Why the shoemaker's children go barefoot and how to stop it from ruining your business

Why the shoemaker's children go barefoot and how to stop it from ruining your business

You know the feeling. You’ve spent twelve hours straight fixing a client’s chaotic marketing funnel or debugging a complex piece of software that was held together by digital duct tape and hope. You’re the expert. People pay you the big bucks because you’re the best at what you do. But then you close your laptop, look at your own neglected website—which still says "Copyright 2022"—and realize you haven't posted on your own social media in six months. It's a classic case of the shoemaker's children go barefoot, and honestly, it’s a total productivity trap that kills growth.

It’s an old proverb with roots stretching back to the 16th century, likely popularized by John Heywood, who was a big fan of collecting these little nuggets of wisdom. The idea is simple: a craftsman is so busy taking care of everyone else that they neglect their own family, or in a modern sense, their own business infrastructure.

The psychology behind the barefoot kids

Why does this happen to the smartest people in the room? It isn't laziness. Most of the time, it's actually the opposite. It’s a mix of perfectionism, burnout, and the "billable hour" curse. When you’re an expert, your time is literally money. Spending four hours on a client project results in a deposit in your bank account. Spending four hours fixing your own broken internal onboarding process feels like... well, it feels like losing money.

◆ **Problem 1**
From the essay on the shoemaker's children proverb, transcribe the stretch from "It’s an old" through "like losing money." with no changes.
◆ **Problem 2**
According to the essay on the shoemaker's children proverb, who likely popularized the proverb?
◆ **Problem 3**
Continue the essay on the shoemaker's children proverb from where it stops.

◆ **Data extract**
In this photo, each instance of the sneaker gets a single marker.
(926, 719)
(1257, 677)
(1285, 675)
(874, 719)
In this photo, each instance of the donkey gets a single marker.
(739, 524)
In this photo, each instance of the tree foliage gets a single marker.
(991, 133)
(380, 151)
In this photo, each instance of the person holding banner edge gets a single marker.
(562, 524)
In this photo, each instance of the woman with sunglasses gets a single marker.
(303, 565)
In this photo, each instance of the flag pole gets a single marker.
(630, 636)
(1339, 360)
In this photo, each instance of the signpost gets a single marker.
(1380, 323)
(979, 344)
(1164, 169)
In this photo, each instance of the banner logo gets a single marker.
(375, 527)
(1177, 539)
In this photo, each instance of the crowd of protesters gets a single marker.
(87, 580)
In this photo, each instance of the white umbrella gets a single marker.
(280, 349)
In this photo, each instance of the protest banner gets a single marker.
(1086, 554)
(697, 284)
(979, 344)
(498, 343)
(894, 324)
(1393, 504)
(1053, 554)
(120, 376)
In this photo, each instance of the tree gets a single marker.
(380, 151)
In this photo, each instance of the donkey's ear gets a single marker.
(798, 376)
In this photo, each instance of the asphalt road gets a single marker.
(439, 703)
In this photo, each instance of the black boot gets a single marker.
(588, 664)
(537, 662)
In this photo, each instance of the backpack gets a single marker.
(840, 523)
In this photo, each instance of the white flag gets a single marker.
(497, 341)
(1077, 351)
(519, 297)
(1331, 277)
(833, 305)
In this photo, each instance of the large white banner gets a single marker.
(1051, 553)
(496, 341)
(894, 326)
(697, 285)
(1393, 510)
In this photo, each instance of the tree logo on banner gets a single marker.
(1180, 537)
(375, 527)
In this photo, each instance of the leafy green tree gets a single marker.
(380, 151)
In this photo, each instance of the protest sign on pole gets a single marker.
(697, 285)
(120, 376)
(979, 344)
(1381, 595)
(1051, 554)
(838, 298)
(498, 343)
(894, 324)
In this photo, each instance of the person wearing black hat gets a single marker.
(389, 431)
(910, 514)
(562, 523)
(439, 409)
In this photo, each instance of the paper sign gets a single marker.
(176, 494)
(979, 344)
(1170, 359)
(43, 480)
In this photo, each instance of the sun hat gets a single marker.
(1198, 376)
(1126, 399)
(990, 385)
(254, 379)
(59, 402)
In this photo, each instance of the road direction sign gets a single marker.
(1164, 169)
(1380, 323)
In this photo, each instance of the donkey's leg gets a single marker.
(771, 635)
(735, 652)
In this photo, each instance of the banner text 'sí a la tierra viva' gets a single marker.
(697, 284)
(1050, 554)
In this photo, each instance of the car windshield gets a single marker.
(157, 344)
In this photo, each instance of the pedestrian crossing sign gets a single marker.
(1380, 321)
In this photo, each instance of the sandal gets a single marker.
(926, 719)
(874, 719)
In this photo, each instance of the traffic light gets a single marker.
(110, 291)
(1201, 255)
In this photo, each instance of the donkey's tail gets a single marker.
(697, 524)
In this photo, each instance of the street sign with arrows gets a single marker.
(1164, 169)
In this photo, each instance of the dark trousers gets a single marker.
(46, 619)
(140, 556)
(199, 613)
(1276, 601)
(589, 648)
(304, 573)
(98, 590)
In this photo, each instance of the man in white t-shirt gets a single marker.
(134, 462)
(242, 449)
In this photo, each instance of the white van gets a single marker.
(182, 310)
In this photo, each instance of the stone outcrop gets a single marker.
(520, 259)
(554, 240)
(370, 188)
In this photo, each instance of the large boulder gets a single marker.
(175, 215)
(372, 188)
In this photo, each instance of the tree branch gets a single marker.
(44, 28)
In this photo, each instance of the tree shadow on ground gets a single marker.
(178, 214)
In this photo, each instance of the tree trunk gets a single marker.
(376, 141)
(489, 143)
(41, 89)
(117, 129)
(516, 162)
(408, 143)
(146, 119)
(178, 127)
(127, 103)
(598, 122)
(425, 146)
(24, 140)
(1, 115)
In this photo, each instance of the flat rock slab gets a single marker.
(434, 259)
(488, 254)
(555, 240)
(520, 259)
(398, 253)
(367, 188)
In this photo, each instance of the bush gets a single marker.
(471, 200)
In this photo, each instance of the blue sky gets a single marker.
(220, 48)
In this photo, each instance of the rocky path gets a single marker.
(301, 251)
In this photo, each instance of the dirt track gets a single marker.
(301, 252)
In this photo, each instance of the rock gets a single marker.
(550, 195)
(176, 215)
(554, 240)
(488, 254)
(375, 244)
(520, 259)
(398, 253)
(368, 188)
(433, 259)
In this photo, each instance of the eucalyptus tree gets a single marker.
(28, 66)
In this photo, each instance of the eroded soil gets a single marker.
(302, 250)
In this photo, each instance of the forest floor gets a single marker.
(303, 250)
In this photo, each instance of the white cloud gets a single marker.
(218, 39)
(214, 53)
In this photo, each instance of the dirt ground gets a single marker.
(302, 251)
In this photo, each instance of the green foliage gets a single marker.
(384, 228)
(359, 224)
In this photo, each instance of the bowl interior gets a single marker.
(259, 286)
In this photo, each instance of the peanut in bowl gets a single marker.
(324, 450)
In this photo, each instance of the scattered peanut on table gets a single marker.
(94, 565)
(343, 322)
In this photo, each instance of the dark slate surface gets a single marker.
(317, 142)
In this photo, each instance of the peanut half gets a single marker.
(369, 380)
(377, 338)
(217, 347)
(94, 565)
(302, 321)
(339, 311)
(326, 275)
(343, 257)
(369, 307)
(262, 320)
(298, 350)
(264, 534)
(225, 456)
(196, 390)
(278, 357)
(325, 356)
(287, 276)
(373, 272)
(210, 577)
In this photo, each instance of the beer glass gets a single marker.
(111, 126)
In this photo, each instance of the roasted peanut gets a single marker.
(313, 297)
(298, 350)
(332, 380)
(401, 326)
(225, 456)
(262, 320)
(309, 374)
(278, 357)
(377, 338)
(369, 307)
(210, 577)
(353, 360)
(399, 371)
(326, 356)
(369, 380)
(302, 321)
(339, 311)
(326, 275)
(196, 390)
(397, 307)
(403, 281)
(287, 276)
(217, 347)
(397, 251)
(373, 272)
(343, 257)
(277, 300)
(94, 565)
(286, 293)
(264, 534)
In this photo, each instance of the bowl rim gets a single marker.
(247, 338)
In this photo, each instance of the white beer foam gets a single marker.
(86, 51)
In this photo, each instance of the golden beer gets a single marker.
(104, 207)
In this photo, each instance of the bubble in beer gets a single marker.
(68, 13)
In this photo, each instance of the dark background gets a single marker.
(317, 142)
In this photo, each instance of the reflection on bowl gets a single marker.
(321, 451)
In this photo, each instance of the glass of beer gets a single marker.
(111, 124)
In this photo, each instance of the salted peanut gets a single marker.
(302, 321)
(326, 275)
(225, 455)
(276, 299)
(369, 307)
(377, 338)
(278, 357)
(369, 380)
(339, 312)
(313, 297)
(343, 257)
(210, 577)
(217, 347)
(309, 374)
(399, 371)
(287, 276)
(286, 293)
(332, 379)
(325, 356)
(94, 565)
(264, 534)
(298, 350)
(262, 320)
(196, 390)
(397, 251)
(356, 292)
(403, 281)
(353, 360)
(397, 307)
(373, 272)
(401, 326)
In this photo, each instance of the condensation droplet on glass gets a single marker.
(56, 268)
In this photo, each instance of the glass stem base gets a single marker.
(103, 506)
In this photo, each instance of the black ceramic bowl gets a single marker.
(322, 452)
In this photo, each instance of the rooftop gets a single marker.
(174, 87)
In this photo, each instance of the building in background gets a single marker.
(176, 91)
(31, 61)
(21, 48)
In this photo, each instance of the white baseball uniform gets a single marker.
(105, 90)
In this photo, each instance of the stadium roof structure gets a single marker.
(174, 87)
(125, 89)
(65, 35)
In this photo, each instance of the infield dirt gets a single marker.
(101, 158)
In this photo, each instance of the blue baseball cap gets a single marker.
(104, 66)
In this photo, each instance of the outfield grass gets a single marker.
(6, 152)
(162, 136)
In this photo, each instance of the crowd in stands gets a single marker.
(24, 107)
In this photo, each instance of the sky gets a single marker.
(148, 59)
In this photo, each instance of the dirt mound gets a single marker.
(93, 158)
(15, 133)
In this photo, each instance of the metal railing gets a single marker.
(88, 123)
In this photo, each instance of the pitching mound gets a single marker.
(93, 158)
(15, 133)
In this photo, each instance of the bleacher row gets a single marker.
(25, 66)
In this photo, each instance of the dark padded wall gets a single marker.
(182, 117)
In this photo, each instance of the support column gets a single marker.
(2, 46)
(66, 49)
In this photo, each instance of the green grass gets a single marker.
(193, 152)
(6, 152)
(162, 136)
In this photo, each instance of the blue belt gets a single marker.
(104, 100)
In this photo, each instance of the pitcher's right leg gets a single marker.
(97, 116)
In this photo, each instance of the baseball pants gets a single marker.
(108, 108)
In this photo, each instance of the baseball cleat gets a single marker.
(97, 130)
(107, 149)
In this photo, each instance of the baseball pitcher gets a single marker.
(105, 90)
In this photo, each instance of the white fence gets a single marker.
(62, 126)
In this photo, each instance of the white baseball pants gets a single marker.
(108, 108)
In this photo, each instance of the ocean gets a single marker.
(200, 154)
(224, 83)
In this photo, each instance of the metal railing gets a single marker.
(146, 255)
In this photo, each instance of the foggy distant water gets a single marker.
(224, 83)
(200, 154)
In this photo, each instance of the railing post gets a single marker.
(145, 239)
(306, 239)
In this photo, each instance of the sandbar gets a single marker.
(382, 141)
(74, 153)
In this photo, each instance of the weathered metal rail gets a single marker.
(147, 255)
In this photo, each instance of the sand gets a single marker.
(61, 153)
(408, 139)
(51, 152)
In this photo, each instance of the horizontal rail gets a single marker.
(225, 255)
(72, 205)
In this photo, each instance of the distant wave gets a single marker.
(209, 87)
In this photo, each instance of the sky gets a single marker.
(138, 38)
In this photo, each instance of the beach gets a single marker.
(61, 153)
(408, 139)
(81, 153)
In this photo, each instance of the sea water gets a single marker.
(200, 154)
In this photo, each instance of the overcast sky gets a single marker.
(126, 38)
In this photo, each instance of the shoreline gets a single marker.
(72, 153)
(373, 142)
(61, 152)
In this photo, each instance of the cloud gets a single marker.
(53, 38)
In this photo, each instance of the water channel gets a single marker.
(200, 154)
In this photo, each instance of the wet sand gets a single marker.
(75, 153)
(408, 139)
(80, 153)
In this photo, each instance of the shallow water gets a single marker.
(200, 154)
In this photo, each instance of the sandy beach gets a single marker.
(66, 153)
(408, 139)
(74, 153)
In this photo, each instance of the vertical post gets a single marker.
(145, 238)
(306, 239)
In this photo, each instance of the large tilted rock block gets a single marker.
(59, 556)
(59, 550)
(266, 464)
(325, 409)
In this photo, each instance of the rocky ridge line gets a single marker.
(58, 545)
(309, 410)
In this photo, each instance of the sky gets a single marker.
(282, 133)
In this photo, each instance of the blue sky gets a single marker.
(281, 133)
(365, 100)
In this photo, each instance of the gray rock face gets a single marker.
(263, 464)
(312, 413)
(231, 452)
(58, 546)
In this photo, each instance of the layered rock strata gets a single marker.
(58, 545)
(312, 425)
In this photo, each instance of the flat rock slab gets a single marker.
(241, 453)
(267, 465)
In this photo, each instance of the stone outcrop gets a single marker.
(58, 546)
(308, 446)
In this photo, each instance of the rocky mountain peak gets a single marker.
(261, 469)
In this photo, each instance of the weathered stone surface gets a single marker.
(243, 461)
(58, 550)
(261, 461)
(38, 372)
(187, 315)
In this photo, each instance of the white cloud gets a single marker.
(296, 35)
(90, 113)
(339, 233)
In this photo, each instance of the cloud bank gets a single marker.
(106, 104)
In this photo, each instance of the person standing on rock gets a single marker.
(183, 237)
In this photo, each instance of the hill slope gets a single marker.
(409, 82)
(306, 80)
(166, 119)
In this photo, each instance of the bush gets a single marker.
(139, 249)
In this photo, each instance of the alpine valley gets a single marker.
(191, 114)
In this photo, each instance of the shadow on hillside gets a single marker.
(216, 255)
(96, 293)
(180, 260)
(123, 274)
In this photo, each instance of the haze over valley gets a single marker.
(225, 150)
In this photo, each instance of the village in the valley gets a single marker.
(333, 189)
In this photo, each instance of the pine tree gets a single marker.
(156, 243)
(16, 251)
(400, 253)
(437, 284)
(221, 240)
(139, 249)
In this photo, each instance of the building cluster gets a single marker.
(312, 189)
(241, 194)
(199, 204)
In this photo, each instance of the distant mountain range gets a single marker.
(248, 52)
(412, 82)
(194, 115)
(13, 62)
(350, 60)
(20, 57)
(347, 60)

◆ **Answer area 1**
It’s an old proverb with roots stretching back to the 16th century, likely popularized by John Heywood, who was a big fan of collecting these little nuggets of wisdom. The idea is simple: a craftsman is so busy taking care of everyone else that they neglect their own family, or in a modern sense, their own business infrastructure.

The psychology behind the barefoot kids

Why does this happen to the smartest people in the room? It isn't laziness. Most of the time, it's actually the opposite. It’s a mix of perfectionism, burnout, and the "billable hour" curse. When you’re an expert, your time is literally money. Spending four hours on a client project results in a deposit in your bank account. Spending four hours fixing your own broken internal onboarding process feels like... well, it feels like losing money.

◆ **Answer area 2**
John Heywood

◆ **Answer area 3**
We prioritize the person screaming the loudest. Usually, that’s the client.

The client has a deadline. They have expectations. They have a contract. You? You’re patient. You tell yourself you’ll get to your own brand "next week" or "when things quiet down." But let’s be real: things never quiet down for people who are good at what they do.

There's also this weird psychological barrier where we hold ourselves to a much higher standard than our clients. I’ve seen world-class designers stall their own rebrand for two years because they couldn't decide on a font. They would have fired a client for that kind of indecision. It’s the paradox of expertise. You know too much for your own good, and that knowledge becomes a cage.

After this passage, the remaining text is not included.